■ Problem statement: Write out the records below from their first line through the line containing "<point>171,669</point>", both ends included, keeping each request as it stands. Scale every point coordinate in the answers by 1.95 and round to whole numbers, with halves going up.

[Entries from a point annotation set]
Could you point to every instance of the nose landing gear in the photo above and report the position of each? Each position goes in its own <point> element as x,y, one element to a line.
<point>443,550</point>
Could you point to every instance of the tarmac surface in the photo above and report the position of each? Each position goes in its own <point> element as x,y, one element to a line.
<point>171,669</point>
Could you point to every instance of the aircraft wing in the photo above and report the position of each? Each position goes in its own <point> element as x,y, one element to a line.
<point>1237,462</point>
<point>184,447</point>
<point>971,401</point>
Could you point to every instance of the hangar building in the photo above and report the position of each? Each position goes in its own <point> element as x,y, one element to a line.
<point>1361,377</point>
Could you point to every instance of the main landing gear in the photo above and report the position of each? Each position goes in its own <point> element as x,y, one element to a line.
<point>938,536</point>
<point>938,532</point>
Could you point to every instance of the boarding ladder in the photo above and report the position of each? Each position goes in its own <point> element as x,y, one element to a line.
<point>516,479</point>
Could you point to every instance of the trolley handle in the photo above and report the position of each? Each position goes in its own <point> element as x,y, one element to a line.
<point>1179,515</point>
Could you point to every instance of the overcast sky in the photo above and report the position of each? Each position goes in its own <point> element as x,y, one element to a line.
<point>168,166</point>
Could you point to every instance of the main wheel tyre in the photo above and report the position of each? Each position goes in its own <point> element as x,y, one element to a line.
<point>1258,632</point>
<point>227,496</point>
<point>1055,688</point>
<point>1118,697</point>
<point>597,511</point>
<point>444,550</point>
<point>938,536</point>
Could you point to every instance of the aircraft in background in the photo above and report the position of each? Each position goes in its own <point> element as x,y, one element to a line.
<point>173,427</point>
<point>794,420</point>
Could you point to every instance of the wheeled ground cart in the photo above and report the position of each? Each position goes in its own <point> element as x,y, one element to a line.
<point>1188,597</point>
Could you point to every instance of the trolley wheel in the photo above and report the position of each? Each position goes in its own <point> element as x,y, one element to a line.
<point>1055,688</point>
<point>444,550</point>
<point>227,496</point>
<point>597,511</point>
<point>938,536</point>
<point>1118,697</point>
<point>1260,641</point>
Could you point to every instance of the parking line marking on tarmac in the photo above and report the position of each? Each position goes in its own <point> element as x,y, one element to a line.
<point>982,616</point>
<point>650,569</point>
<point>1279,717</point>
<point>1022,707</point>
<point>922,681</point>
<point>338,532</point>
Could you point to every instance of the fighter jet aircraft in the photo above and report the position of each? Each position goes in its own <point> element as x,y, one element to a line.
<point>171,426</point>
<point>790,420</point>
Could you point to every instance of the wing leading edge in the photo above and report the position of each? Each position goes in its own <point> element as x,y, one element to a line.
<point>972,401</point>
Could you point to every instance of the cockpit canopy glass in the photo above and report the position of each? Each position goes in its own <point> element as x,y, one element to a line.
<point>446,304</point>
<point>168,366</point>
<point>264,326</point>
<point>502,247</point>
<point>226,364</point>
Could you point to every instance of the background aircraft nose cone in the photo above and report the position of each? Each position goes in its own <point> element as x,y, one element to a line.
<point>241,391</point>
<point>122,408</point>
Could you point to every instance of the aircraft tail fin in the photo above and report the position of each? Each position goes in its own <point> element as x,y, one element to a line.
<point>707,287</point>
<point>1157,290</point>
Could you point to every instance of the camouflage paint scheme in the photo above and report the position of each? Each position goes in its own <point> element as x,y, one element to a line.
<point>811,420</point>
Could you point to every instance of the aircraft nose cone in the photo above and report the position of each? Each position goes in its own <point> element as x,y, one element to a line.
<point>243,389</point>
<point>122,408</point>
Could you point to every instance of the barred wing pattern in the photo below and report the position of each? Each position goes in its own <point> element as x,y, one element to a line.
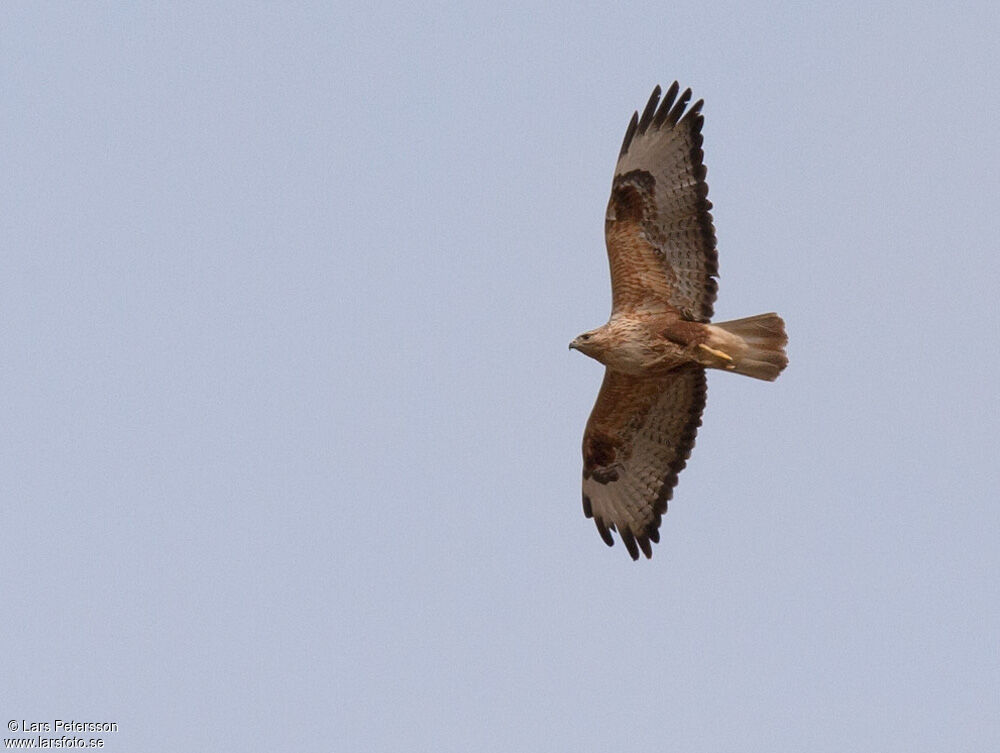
<point>637,440</point>
<point>658,228</point>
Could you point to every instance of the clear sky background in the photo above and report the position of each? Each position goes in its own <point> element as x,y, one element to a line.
<point>290,432</point>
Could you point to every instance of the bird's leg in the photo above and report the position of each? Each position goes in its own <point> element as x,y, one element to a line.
<point>719,354</point>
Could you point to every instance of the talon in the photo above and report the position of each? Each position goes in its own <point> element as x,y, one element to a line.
<point>717,353</point>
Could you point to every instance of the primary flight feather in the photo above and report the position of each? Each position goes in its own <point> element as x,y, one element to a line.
<point>658,341</point>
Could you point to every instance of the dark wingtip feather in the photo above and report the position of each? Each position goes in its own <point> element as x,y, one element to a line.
<point>678,109</point>
<point>650,111</point>
<point>665,105</point>
<point>603,530</point>
<point>643,542</point>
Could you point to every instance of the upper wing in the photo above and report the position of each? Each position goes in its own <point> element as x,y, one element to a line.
<point>637,440</point>
<point>658,228</point>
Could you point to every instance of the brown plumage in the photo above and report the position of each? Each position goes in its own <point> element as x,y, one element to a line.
<point>658,341</point>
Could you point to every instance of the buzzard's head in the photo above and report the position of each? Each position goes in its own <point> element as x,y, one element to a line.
<point>591,343</point>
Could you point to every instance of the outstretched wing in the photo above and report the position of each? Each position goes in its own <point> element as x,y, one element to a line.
<point>658,228</point>
<point>637,440</point>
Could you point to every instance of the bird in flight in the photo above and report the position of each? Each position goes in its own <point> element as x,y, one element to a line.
<point>658,341</point>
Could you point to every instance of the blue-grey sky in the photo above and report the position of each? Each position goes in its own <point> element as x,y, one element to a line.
<point>290,433</point>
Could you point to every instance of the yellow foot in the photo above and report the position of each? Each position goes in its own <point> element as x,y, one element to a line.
<point>719,354</point>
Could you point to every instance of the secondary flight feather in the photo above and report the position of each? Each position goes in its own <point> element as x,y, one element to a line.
<point>659,340</point>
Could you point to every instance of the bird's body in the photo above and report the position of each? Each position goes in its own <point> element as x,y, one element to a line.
<point>659,341</point>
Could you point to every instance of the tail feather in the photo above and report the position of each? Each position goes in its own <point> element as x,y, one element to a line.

■ The completed task:
Could you point to every instance of the nose landing gear in the photo above and report the position of each? Each position goes in its own <point> element as x,y, one element to a line.
<point>864,1073</point>
Could you point to every instance of the tarmac surface in the photo above and report the position of each? Each position goes in its own <point> element as x,y, one element to a line.
<point>333,1305</point>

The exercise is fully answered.